▶ Task details
Find each line in the data below that contains the word "camera", and copy those lines.

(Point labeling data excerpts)
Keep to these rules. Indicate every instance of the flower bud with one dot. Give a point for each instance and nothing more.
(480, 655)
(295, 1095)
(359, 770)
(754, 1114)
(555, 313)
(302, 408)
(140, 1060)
---
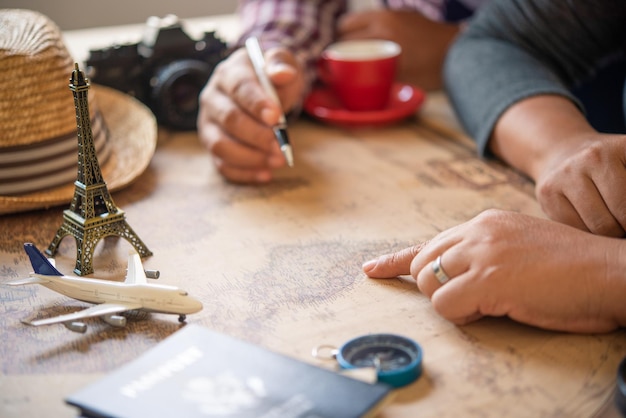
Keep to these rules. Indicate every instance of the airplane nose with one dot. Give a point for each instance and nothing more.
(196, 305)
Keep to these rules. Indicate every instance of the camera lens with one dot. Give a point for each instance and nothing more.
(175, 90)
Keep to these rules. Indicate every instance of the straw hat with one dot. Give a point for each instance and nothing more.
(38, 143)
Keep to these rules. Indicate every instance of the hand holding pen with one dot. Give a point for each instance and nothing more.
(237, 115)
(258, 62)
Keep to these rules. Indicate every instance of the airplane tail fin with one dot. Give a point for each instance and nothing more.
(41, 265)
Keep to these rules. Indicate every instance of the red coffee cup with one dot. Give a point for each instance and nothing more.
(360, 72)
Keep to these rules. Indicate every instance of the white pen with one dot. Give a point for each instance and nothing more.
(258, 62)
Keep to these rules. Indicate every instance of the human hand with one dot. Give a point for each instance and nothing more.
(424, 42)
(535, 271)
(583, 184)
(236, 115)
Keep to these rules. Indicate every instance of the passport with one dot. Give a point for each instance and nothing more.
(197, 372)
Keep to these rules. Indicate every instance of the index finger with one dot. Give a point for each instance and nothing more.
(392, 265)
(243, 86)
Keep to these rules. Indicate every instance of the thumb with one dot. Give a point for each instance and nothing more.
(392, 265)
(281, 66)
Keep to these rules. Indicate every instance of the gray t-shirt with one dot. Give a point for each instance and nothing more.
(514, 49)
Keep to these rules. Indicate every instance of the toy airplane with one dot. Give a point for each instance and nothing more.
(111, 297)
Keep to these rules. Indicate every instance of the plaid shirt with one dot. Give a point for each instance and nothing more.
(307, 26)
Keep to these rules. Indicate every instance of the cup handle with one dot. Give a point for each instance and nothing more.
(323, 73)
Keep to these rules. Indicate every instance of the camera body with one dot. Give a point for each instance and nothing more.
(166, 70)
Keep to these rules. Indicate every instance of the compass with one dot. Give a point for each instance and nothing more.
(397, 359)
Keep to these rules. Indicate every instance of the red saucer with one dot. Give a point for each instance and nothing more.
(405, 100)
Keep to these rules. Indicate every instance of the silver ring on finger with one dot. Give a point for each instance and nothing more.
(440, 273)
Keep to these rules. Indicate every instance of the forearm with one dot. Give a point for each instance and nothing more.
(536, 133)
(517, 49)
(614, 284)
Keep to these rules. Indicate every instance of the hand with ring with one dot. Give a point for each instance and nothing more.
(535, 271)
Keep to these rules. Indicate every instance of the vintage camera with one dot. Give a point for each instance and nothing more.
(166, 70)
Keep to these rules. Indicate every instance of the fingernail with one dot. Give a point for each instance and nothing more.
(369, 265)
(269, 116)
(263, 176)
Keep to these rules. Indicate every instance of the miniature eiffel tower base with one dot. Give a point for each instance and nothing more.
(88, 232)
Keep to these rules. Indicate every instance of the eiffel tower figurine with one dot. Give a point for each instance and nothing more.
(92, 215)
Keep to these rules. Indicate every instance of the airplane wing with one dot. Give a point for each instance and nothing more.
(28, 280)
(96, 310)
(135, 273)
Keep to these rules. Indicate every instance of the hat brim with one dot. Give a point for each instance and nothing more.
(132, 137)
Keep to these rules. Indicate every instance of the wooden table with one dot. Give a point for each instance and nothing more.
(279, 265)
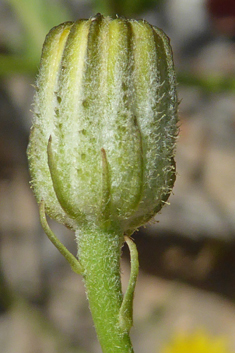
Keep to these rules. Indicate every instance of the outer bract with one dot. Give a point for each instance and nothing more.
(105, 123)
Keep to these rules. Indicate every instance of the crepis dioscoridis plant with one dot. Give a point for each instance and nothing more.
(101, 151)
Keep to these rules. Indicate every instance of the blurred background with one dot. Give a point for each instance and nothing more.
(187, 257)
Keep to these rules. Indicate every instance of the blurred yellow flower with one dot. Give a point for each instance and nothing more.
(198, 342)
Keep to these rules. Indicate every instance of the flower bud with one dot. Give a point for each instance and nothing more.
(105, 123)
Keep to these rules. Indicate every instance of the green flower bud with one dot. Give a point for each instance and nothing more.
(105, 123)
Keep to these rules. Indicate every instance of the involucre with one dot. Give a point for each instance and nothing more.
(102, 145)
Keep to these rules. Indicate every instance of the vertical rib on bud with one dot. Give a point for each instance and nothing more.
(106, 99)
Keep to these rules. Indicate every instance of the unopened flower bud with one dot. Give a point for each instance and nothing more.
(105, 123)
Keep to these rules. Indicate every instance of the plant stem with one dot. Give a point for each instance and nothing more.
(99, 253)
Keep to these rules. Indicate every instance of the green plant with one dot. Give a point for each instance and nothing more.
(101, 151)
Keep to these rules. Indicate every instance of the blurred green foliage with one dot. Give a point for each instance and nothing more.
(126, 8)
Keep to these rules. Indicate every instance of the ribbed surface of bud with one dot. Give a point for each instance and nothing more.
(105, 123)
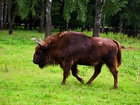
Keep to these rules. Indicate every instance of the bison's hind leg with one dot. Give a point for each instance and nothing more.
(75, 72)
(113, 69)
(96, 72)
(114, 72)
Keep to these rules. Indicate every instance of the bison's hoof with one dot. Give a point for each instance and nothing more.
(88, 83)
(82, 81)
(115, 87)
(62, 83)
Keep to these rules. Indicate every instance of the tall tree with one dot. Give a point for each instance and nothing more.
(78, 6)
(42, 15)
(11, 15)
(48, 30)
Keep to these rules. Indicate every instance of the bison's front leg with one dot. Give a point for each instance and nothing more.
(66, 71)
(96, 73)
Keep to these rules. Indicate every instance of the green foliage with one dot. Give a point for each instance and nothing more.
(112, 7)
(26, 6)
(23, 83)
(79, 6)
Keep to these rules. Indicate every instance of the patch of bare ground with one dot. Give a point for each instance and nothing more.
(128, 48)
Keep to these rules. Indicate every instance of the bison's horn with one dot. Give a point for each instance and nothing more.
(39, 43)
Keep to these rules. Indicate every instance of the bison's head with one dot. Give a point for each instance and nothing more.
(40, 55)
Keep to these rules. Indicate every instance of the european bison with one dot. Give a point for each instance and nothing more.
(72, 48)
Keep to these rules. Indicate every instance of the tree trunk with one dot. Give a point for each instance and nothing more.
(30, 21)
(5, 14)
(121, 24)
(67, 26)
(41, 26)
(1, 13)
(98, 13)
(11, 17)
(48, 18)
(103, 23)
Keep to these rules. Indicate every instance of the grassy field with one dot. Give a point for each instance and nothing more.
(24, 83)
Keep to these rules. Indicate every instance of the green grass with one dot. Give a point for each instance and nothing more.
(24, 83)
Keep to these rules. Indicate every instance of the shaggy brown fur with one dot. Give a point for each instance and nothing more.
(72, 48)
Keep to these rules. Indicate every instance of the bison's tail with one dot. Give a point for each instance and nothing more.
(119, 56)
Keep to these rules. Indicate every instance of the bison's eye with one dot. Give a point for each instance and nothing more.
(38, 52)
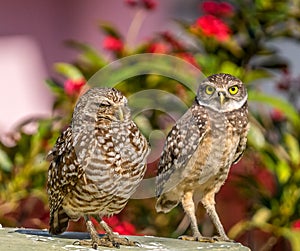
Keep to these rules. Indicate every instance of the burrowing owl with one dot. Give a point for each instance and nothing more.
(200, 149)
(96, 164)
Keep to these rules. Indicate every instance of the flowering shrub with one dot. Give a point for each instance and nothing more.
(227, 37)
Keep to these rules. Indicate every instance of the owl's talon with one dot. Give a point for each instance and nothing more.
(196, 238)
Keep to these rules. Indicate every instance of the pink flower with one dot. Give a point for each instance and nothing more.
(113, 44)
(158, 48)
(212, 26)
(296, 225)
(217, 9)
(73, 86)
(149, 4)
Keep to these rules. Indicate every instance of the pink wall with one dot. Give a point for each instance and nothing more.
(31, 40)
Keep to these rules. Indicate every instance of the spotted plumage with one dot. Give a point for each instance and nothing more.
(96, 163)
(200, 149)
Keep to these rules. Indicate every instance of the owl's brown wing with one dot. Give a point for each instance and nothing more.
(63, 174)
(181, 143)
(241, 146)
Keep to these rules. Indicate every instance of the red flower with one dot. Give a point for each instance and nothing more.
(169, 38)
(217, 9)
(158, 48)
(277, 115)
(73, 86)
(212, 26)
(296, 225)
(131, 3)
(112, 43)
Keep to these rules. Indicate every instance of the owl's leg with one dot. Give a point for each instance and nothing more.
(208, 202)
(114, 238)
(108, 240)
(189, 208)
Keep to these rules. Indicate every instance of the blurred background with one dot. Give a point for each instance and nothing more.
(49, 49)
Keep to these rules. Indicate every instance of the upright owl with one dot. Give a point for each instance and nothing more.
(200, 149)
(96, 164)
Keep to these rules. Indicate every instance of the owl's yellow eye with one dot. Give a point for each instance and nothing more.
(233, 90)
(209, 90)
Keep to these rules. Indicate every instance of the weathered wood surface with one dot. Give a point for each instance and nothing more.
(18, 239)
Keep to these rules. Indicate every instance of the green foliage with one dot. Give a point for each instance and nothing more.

▶ Exercise result
Keep to these rules. Indicate every instance of the camera lens with one dot. Give a point for each instance and nothing more.
Keep to these rules. Indicate every instance of the camera body with one dot. Give a point for each instance and nothing more.
Keep to these rules. Indicate every instance of the vintage camera with one dot. Give a point for each instance and nothing more.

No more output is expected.